I created something called ‘The Circle of Life and Death’. This is the story of dying and reviving. There are albums on the side of Life and there are albums on the side of Death. On the side of Death we have the symbol on the covers which look like a rounded serpent. On the side of Life we have the same symbol, but it’s cut up and shattered. On the side of Death we mostly have organic instruments and on the side of Life we have electronic sounds. In terms of the Lunatic Soul albums on the side of Death we have Lunatic Soul 1 and 2 and Through Shaded Woods. Under the Fragmented Sky and Impressions are in between Life and Death. On the side of Life we have Fractured and Walking on a Flashlight Beam… and the last bit of Under the Fragmented Sky. Album number eight will also be on the side of Life. There is also something more – I’m into colours. Each album has a different cover.

They’re certainly striking covers but I’d made no connection between the colours of the covers.

We’ve had black, white and grey covers Lunatic Soul 1 and 2 (2008 & 2010) and Impressions (2011). We’ve had navy blue with Walking on the Flashlight Beam (2014). Later we’ve had Fractured (2017) and Under the Fragmented Sky (2018) both in red because they are connected. Now it was time for a green cover. Let’s put all these things together – we have to have organic sounds and a green colour so let’s make something connected with green, and organic sounds. Green to me suggests the woods, so this time I thought ‘let’s push the boundaries into something more folky’.

Through Shaded Woods feels very organic, like it comes from nature rather than a machine.

Data records
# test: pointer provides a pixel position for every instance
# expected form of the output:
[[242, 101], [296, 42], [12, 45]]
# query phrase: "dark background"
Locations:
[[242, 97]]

### Questions on the material
(a) In the Lunatic Soul interview, which two albums have red covers?
(b) Please carry on the Lunatic Soul interview from the point where it stops.

### Replies
(a) Fractured and Under the Fragmented Sky.

(b)
That’s what I wanted to achieve. Right from the beginning I was inspired by bands like Dead Can Dance, early Mike Oldfield albums, Passion by Peter Gabriel and Clannad. So everywhere there is this folk background. I wanted to focus more on my own folk backgrounds which are more Slavic or Slavonic. Lunatic Soul was formed mostly because of the influence of those artists. I always wanted to play that kind of music. From time to time you could find something a little more folk oriented in Riverside but never on an entire album. Those bits were more subtle in a more… shy way. [laughing]

So the Lunatic Soul albums reveal more of your personal likes and influences.

Yeah – I’m the guy who is very interested in rock metal, Pop, Electronic and Folk music. My rock metal side is already clearly in Riverside, and I have explored the area of electronic music a lot already. But Folk was only touched on occasionally and I just wanted to finally do something which has this folk flavour from the beginning to the end, especially as it was connected with the forest.

Has this album been influenced by the current circumstances in the world with Covid-19 at all?

First and foremost this is the story I mentioned about the Circle of Life and Death. It is also the story about a character who dies, goes in to the After Life and later he returns to Life – he revives. He re-starts his Life on the ‘normal side’ where we are now, but later he gets depressed and again crosses the line. It’s just like a circle all the time. This album is about ‘Revival’, coming back to life. The forest and nature with the green colour of going back to Life.

Rebirth?

Yeah – I just wanted to create Rebirth on this album. We’ve got the ‘Shaded Woods’ that can symbolise everything – your personal fears, your personal traumas… also perhaps the whole Covid-19 situation right now. Just pick your favourite trauma or problem! [Laughing]

[Laughing] Sadly.

You need to cross through these woods and find yourself on the other side. On the other side we have the song The Fountain, which is a celebration of brightness.

The album does feel like a journey from a dark beginning to a much more positive ending.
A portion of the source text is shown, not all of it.